**Source records:**
-*-
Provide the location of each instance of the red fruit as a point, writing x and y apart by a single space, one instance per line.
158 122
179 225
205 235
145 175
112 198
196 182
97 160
-*-
**What is being asked:**
Output the rows above as a Markdown table with two columns, Number and Line, giving each row its number and skipping any blank lines.

**Correct output:**
| Number | Line |
|---|---|
| 1 | Provide the location of each instance of the red fruit as a point, writing x and y apart by a single space, one instance per line. |
| 2 | 158 122 |
| 3 | 179 225 |
| 4 | 205 235 |
| 5 | 145 175 |
| 6 | 112 198 |
| 7 | 196 182 |
| 8 | 97 160 |